### Work to be completed
Each record below is to be restated word for word.

### Data entries
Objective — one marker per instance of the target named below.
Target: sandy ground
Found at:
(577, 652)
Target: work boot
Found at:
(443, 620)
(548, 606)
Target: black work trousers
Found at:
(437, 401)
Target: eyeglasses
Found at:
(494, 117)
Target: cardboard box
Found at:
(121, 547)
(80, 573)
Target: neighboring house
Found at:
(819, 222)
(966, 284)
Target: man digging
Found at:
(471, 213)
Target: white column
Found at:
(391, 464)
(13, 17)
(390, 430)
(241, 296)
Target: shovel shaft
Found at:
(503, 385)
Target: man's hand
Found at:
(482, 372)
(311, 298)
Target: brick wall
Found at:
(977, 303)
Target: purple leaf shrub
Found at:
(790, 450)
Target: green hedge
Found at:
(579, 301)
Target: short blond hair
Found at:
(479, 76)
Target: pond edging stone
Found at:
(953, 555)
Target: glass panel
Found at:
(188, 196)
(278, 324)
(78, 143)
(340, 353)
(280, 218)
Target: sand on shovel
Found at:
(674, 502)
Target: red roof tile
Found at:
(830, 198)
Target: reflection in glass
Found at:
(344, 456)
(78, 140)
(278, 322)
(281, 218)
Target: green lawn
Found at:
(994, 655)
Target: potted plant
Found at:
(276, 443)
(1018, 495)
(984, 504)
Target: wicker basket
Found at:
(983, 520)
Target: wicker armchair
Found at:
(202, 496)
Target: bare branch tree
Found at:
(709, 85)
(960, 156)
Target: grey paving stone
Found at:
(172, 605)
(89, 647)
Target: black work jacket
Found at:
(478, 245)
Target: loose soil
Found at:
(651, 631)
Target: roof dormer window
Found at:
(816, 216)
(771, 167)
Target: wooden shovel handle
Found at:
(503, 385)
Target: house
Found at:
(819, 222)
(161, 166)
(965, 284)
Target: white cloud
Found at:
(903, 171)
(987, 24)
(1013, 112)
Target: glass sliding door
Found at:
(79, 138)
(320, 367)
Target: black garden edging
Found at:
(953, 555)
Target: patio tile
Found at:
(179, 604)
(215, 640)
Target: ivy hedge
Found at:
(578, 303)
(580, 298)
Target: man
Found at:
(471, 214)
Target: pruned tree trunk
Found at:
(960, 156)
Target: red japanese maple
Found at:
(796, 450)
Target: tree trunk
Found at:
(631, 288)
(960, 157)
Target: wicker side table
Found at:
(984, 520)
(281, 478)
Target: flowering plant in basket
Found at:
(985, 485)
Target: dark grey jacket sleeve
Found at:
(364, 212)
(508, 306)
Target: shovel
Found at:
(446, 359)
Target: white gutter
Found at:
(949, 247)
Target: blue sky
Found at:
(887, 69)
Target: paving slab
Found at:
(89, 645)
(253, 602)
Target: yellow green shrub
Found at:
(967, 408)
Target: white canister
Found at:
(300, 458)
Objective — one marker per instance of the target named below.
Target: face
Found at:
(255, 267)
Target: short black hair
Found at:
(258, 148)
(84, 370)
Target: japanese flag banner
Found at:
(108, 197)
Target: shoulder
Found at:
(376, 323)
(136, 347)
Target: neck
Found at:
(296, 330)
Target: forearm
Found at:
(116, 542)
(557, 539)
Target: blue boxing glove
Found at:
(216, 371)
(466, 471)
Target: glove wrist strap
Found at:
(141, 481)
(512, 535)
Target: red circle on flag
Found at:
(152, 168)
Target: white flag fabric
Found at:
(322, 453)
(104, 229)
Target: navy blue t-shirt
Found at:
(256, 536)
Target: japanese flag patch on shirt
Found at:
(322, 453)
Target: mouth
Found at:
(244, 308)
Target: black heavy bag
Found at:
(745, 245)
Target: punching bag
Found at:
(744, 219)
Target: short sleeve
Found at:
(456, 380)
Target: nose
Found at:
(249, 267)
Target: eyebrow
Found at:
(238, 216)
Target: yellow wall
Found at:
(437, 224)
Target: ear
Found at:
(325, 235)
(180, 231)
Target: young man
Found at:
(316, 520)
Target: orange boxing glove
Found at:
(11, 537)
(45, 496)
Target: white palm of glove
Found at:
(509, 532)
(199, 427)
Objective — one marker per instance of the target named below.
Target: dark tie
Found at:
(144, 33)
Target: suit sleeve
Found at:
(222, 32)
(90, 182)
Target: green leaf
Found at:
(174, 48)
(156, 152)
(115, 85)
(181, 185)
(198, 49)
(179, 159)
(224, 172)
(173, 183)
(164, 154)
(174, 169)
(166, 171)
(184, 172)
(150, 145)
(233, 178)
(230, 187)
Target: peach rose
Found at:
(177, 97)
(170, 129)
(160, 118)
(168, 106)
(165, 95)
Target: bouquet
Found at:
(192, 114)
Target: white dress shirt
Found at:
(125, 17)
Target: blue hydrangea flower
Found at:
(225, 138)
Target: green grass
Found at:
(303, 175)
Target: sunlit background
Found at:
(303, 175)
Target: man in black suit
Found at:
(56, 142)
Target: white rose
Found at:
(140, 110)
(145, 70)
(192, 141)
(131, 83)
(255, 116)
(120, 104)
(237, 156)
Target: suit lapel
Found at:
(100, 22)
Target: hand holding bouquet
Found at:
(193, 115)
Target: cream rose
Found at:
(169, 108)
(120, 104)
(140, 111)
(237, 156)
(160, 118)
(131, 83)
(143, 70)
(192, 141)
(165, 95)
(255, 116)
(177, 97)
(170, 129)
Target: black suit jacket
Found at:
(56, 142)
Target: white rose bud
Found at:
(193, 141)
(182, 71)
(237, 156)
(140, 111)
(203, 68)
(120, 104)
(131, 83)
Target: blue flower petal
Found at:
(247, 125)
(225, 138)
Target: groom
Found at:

### Result for this exercise
Objective — one marker per instance of the target named below.
Target: sandy ground
Found at:
(577, 652)
Target: work boot
Found at:
(443, 620)
(548, 606)
Target: black work trousers
Found at:
(437, 401)
Target: eyeglasses
Found at:
(494, 117)
Target: cardboard box
Found at:
(121, 547)
(80, 573)
Target: neighboring house
Found at:
(819, 222)
(966, 284)
Target: man digging
Found at:
(471, 213)
Target: white column
Found at:
(391, 464)
(13, 17)
(390, 430)
(241, 296)
Target: shovel shaft
Found at:
(503, 385)
Target: man's hand
Found at:
(482, 372)
(311, 298)
Target: brick wall
Found at:
(977, 303)
Target: purple leaf shrub
Found at:
(790, 450)
Target: green hedge
Found at:
(579, 301)
Target: short blond hair
Found at:
(479, 76)
Target: pond edging stone
Found at:
(953, 555)
Target: glass panel
Found at:
(188, 196)
(278, 324)
(78, 143)
(340, 353)
(280, 218)
Target: sand on shovel
Found at:
(674, 502)
Target: red roof tile
Found at:
(830, 198)
Target: reflection in glass
Found at:
(344, 456)
(78, 140)
(278, 322)
(281, 218)
Target: green lawn
Found at:
(994, 655)
Target: potted plant
Found at:
(276, 443)
(1018, 495)
(984, 504)
Target: wicker basket
Found at:
(983, 520)
Target: wicker armchair
Found at:
(202, 496)
Target: bare branch tree
Found at:
(709, 85)
(960, 156)
Target: grey paving stone
Found at:
(172, 605)
(89, 647)
Target: black work jacket
Found at:
(478, 245)
Target: loose soil
Found at:
(651, 631)
Target: roof dormer window
Found at:
(816, 216)
(771, 167)
Target: wooden shovel handle
Found at:
(503, 385)
Target: house
Found at:
(819, 222)
(161, 166)
(965, 284)
Target: white cloud
Found at:
(903, 171)
(987, 24)
(1013, 112)
Target: glass sliding door
Found at:
(79, 138)
(320, 367)
Target: black garden edging
Found at:
(953, 555)
Target: patio tile
Found at:
(179, 604)
(215, 640)
Target: ivy hedge
Found at:
(578, 303)
(580, 298)
Target: man
Found at:
(471, 214)
Target: pruned tree trunk
Found at:
(960, 156)
Target: red japanese maple
Found at:
(796, 450)
Target: tree trunk
Found at:
(631, 288)
(960, 157)
Target: wicker side table
Found at:
(984, 520)
(281, 478)
Target: flowering plant in basket
Found at:
(985, 485)
Target: dark grey jacket sleeve
Found at:
(364, 212)
(508, 306)
Target: shovel
Found at:
(446, 359)
Target: white gutter
Found at:
(949, 247)
Target: blue sky
Found at:
(887, 69)
Target: paving slab
Found at:
(89, 645)
(253, 602)
Target: yellow green shrub
Found at:
(967, 408)
Target: white canister
Found at:
(300, 458)
Objective — one marker per instance of the target named below.
Target: face
Found at:
(255, 267)
Target: short black hair
Found at:
(258, 148)
(84, 370)
Target: japanese flag banner
Found at:
(108, 197)
Target: shoulder
Found at:
(376, 323)
(136, 347)
Target: neck
Found at:
(296, 330)
Target: forearm
Found at:
(116, 542)
(557, 539)
Target: blue boxing glove
Found at:
(216, 371)
(466, 471)
Target: glove wrist strap
Found at:
(141, 481)
(512, 535)
Target: red circle on flag
Found at:
(152, 168)
Target: white flag fabric
Found at:
(322, 453)
(104, 229)
Target: navy blue t-shirt
Found at:
(256, 536)
Target: japanese flag patch on shirt
Found at:
(322, 453)
Target: mouth
Found at:
(244, 308)
Target: black heavy bag
Found at:
(745, 245)
Target: punching bag
Found at:
(744, 219)
Target: short sleeve
Found at:
(456, 380)
Target: nose
Found at:
(249, 267)
Target: eyebrow
Found at:
(238, 216)
Target: yellow wall
Found at:
(437, 224)
Target: ear
Found at:
(325, 235)
(180, 231)
Target: young man
Found at:
(316, 520)
Target: orange boxing glove
Found at:
(11, 537)
(45, 496)
Target: white palm of glove
Found at:
(509, 532)
(199, 427)
Objective — one marker per instance of the target named below.
Target: dark tie
Found at:
(144, 33)
Target: suit sleeve
Found at:
(222, 32)
(90, 182)
Target: green leaf
Found at:
(174, 48)
(156, 152)
(115, 85)
(181, 185)
(198, 49)
(179, 159)
(224, 172)
(173, 183)
(164, 154)
(174, 169)
(166, 171)
(184, 172)
(150, 145)
(233, 178)
(230, 187)
Target: peach rose
Found at:
(177, 97)
(170, 129)
(160, 118)
(168, 106)
(165, 95)
Target: bouquet
Found at:
(192, 114)
Target: white dress shirt
Found at:
(125, 17)
Target: blue hydrangea flower
Found at:
(225, 138)
Target: green grass
Found at:
(303, 175)
Target: sunlit background
Found at:
(303, 175)
Target: man in black suit
Found at:
(56, 142)
Target: white rose
Found at:
(140, 110)
(145, 70)
(192, 141)
(131, 83)
(255, 116)
(120, 104)
(237, 156)
Target: suit lapel
Found at:
(100, 22)
Target: hand holding bouquet
Found at:
(193, 115)
Target: cream rose
Found at:
(169, 108)
(120, 104)
(140, 111)
(237, 156)
(160, 118)
(131, 83)
(143, 70)
(192, 141)
(165, 95)
(255, 116)
(177, 97)
(170, 129)
Target: black suit jacket
Found at:
(56, 142)
Target: white rose bud
Found at:
(193, 141)
(182, 71)
(237, 156)
(140, 111)
(203, 68)
(120, 104)
(131, 83)
Target: blue flower petal
Found at:
(247, 125)
(225, 138)
Target: groom
Found at:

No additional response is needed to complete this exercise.